(Records from a data source)
************

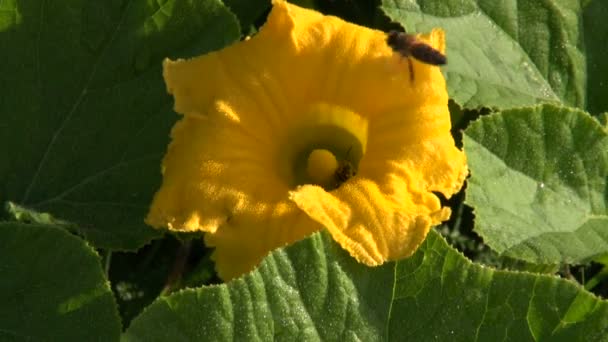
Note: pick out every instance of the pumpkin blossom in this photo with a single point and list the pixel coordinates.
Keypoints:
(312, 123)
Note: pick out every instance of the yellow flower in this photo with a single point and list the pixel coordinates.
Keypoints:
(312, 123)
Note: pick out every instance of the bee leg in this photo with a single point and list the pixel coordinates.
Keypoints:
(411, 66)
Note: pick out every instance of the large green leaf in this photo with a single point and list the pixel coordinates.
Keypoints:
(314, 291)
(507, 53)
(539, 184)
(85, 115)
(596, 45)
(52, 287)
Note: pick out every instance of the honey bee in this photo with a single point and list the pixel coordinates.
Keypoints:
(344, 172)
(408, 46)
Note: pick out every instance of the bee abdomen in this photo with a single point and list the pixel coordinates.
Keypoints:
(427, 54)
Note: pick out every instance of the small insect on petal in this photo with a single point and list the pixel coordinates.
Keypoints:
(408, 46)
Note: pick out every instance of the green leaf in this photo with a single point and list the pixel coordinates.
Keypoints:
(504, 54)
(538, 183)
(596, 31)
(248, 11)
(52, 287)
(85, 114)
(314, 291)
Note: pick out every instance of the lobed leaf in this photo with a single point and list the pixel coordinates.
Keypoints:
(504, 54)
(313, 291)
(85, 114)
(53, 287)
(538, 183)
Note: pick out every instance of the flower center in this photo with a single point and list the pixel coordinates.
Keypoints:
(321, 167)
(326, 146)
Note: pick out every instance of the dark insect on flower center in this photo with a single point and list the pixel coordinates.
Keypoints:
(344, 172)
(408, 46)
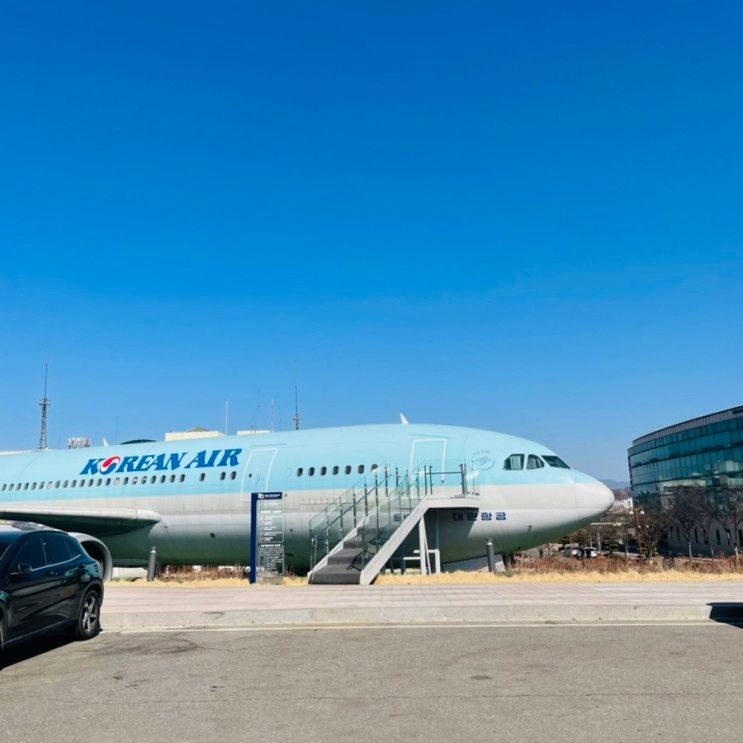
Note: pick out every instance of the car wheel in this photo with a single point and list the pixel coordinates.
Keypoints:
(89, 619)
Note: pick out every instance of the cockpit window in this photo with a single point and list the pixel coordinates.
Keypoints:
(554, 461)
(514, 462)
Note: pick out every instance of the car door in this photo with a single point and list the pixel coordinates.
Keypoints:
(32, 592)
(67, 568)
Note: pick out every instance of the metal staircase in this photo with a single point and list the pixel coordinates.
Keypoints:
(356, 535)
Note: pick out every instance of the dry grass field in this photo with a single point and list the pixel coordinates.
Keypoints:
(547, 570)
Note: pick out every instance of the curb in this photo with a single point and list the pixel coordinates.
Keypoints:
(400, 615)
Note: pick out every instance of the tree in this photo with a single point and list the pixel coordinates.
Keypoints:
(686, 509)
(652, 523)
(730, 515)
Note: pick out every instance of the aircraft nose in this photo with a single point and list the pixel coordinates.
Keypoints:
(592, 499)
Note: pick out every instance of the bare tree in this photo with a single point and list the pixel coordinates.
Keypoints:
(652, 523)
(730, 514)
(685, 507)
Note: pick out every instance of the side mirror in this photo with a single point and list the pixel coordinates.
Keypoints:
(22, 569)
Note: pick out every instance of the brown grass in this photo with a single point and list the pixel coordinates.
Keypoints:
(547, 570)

************

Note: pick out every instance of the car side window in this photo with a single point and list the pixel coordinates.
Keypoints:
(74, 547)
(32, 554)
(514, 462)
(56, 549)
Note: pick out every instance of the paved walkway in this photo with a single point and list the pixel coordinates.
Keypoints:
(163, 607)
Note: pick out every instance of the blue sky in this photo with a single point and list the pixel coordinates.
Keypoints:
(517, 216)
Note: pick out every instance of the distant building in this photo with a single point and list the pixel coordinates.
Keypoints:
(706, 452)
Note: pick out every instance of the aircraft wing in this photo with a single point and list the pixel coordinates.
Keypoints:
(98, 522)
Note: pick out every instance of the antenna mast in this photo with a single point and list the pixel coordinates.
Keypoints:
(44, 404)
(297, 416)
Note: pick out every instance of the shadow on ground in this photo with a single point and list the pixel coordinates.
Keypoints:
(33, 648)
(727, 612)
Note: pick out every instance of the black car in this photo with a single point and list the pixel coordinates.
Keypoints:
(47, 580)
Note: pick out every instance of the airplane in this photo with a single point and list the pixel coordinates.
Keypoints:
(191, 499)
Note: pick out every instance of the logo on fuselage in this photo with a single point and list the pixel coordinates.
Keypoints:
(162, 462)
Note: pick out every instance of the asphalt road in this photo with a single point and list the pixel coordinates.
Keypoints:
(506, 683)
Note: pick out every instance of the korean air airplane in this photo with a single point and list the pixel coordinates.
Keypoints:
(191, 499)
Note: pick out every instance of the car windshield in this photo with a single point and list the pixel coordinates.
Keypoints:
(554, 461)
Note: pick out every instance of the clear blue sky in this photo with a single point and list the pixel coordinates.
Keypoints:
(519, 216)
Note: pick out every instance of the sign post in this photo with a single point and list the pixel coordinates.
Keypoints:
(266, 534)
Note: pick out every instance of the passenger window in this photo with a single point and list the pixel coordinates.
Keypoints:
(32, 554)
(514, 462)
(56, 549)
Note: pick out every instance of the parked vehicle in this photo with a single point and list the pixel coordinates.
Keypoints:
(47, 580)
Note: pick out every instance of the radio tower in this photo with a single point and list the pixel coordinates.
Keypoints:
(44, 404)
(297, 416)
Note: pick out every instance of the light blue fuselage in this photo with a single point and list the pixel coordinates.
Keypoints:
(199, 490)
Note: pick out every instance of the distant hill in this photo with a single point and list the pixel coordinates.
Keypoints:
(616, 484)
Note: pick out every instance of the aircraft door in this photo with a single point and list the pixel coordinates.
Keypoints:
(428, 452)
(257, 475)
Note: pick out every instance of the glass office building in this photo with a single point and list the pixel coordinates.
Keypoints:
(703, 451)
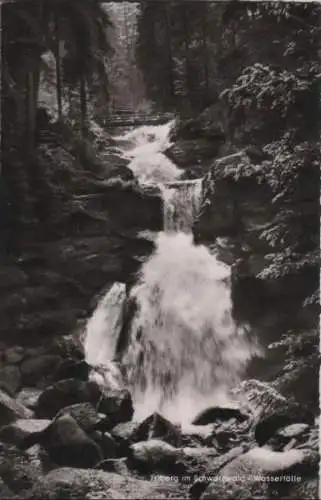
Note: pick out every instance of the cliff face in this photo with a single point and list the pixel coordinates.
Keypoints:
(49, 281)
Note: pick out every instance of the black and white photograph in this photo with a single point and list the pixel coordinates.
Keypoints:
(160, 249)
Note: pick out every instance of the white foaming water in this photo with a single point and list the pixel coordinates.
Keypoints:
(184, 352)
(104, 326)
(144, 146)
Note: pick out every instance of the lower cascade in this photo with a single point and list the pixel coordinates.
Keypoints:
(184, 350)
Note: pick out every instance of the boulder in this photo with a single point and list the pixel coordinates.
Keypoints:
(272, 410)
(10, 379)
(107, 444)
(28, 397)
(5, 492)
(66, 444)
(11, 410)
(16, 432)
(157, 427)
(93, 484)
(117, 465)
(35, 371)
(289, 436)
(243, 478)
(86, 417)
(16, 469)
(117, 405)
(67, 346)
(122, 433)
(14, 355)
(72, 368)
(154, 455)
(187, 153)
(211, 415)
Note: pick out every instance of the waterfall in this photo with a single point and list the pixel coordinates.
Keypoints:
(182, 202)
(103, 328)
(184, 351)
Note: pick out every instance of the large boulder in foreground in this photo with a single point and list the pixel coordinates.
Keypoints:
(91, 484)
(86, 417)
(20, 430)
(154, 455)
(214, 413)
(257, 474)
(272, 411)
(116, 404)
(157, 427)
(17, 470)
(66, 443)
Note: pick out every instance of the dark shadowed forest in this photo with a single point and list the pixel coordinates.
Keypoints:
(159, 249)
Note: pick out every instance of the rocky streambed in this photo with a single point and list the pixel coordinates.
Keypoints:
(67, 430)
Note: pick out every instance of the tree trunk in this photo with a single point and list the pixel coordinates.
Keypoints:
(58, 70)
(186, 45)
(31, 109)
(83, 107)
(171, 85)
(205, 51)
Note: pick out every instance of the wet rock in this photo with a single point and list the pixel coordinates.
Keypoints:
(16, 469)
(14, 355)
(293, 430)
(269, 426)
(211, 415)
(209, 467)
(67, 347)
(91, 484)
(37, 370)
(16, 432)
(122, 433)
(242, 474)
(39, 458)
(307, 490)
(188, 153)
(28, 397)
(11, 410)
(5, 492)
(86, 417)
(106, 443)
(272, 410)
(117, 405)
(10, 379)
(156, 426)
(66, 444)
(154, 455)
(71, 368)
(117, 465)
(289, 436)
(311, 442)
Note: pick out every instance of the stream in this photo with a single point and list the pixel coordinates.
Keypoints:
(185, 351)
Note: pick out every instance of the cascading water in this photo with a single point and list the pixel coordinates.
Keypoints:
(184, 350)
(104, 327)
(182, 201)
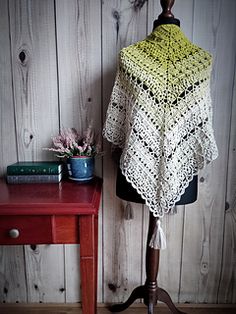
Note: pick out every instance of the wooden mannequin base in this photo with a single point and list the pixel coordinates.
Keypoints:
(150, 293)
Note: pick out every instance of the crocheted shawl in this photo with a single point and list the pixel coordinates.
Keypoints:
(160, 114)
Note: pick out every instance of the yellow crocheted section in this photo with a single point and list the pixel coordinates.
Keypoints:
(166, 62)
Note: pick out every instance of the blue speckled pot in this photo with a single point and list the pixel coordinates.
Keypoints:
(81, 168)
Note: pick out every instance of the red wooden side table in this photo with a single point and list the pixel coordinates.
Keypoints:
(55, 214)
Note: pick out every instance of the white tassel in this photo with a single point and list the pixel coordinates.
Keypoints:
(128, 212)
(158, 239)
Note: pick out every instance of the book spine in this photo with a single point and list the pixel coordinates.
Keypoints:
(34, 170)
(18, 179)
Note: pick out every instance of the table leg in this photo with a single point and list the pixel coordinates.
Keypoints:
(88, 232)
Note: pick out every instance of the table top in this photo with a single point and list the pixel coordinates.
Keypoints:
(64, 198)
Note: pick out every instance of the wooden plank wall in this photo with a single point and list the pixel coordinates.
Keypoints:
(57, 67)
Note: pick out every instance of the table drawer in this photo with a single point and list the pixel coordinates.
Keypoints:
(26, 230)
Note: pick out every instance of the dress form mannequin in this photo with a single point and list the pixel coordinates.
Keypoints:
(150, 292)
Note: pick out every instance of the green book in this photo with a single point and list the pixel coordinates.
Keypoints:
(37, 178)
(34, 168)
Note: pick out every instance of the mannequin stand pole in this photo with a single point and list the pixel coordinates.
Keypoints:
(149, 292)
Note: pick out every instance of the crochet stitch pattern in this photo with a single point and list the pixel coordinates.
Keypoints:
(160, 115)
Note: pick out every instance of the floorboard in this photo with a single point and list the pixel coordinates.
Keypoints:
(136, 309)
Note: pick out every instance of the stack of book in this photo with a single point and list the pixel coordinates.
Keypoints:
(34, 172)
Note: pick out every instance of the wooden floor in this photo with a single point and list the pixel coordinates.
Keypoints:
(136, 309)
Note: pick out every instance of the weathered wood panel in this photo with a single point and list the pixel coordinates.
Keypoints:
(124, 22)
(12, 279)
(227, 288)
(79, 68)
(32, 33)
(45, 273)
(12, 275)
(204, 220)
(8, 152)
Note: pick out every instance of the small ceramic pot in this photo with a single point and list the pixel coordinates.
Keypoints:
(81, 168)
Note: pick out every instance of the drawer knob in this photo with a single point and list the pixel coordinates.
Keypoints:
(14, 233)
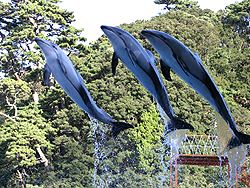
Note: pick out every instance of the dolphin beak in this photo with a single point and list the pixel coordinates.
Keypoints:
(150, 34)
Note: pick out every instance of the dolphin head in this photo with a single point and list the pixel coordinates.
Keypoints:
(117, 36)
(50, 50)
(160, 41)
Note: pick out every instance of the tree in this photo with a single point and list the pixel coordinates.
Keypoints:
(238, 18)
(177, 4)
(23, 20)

************

- PROBLEM STATEMENT: Copy word for word the lines of the records above from the one with "Note: pick out every instance of the asphalt" up to and including the one with "Note: pick out every instance of the lower". Skip the pictures.

- ANSWER TO THE PROBLEM:
Note: pick out every instance of the asphalt road in this photo with a single point and list the pixel coordinates.
Keypoints:
(506, 683)
Note: pick out every instance of the korean air airplane in this photo with a single point and list the pixel coordinates.
Keypoints:
(191, 499)
Note: pick out every instance of the car windshield in this photo with a single point and list the pixel coordinates.
Keypoints:
(554, 461)
Note: pick out every instance of the clear blue sky in this photo with a single point and list the pixel coordinates.
Keypoints:
(519, 216)
Note: pick out every instance of the sign post in this photo with a single point and list the pixel coordinates.
Keypoints:
(266, 534)
Note: pick out every instance of the passenger window in this photo with a single point and list the pixel coordinates.
Keypoints:
(32, 554)
(514, 462)
(56, 549)
Note: pick out every instance of the parked vehicle in this photo with a single point and list the pixel coordinates.
Keypoints:
(47, 580)
Note: pick out every instance of the radio tower in this photo with a single point and list the pixel coordinates.
Keypoints:
(44, 404)
(297, 416)
Note: pick out every instance of the light blue fuselage in this photo with a single point and list the pixel coordinates.
Keypoints:
(199, 490)
Note: pick out every instance of the distant hill in this photo with a single point and list the pixel coordinates.
Keypoints:
(616, 484)
Note: pick out every instance of the aircraft door in this photo with a single point and list the pixel coordinates.
Keypoints:
(428, 452)
(257, 475)
Note: pick out every instance of the glass office building in this photo with a single point and list the pixel coordinates.
Keypoints:
(703, 451)
Note: pick out every instance of the cliff face in this photo with a single point and list the pixel coordinates.
Keypoints:
(49, 281)
Note: pick out every instance of the black and white photograph in this photo with a single point and list the pixel coordinates.
Keypoints:
(160, 249)
Note: pick out every instance of the white foaming water in this photo with a single point and list the pixel coordinates.
Keypoints:
(184, 352)
(104, 326)
(144, 146)
Note: pick out every instance of the lower cascade in this photo with a single point and list the pixel coordinates.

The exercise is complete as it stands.